Task brief: Reproduce the listing from the line containing "of the chestnut" up to and including its last line, requests and all. Scale every keypoint coordinate in the answers by 0.5, rounding to whole numbers with halves going up, and leave the requests and their sample coordinates unchanged.

Provided material:
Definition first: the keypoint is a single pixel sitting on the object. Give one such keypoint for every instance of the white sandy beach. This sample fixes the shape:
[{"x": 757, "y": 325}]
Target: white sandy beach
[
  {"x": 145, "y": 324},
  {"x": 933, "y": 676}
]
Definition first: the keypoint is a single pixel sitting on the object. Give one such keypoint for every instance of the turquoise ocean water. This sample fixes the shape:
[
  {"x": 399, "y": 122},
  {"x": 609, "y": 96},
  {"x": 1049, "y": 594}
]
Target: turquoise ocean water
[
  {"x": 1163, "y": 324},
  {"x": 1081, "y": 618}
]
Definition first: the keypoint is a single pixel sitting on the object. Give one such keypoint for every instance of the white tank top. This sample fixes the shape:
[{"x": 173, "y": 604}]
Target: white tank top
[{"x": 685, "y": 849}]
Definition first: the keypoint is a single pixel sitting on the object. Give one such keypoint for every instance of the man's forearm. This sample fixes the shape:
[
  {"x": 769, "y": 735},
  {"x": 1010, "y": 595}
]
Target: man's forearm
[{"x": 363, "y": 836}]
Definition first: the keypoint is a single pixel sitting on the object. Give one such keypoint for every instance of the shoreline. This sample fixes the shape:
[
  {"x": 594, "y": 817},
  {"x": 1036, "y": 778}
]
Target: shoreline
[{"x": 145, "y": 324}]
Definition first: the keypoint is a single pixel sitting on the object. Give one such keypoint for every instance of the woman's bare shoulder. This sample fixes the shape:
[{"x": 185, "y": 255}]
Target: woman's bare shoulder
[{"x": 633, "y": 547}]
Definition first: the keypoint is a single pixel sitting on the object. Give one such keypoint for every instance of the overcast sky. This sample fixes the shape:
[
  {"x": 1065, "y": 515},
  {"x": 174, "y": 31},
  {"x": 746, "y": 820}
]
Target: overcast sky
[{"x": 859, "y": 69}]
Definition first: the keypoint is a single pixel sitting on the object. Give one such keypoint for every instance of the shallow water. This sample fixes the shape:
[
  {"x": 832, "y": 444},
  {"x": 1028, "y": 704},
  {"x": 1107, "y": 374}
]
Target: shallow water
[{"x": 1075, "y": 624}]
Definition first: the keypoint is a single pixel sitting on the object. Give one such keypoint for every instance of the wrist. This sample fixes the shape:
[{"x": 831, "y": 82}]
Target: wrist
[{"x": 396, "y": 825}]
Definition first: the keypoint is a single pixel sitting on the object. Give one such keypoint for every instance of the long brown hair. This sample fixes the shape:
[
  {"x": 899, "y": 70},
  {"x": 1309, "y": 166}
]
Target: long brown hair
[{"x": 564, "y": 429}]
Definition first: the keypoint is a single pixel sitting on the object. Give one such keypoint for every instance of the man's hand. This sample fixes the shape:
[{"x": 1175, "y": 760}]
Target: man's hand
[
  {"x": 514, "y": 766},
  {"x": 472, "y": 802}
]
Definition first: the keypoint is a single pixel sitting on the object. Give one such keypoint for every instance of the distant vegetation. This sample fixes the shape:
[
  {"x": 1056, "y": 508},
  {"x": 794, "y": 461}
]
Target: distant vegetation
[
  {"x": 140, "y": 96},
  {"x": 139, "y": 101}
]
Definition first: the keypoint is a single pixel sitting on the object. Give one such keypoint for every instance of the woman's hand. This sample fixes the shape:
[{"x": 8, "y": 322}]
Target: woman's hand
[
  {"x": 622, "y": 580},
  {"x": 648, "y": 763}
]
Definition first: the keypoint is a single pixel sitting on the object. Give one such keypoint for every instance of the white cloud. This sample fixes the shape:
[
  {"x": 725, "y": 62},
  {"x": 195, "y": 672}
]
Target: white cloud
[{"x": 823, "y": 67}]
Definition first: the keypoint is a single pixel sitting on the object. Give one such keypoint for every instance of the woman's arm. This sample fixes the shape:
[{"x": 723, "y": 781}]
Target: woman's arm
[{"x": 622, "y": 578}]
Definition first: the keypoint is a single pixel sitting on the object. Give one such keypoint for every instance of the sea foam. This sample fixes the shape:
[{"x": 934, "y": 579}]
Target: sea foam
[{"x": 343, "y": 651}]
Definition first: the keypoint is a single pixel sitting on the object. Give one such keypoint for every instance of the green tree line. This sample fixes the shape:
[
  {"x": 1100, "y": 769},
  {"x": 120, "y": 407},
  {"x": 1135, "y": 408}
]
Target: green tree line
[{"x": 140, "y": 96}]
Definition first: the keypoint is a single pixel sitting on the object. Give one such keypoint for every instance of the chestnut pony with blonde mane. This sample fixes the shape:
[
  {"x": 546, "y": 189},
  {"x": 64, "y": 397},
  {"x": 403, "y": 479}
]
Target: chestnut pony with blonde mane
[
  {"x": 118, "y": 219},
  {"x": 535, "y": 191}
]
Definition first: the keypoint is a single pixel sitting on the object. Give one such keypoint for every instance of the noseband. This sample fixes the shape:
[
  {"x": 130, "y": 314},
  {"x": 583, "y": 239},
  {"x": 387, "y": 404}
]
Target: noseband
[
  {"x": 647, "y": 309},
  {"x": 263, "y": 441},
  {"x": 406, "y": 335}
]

Response to this task:
Definition first: the keypoint is a single pixel sitting on the object. Give one such keypoint for every instance of the chestnut pony with blonde mane. This sample fixes the shape:
[
  {"x": 546, "y": 189},
  {"x": 64, "y": 397},
  {"x": 403, "y": 479}
]
Target: chestnut pony with blonde mane
[
  {"x": 59, "y": 110},
  {"x": 268, "y": 96}
]
Definition first: the keypoint is a single pixel sitting on the object. Give one such keypoint for every instance of the noseband. This sample fixes the shape:
[
  {"x": 130, "y": 314},
  {"x": 583, "y": 239},
  {"x": 387, "y": 404}
]
Target: noseband
[
  {"x": 324, "y": 155},
  {"x": 132, "y": 221},
  {"x": 203, "y": 168}
]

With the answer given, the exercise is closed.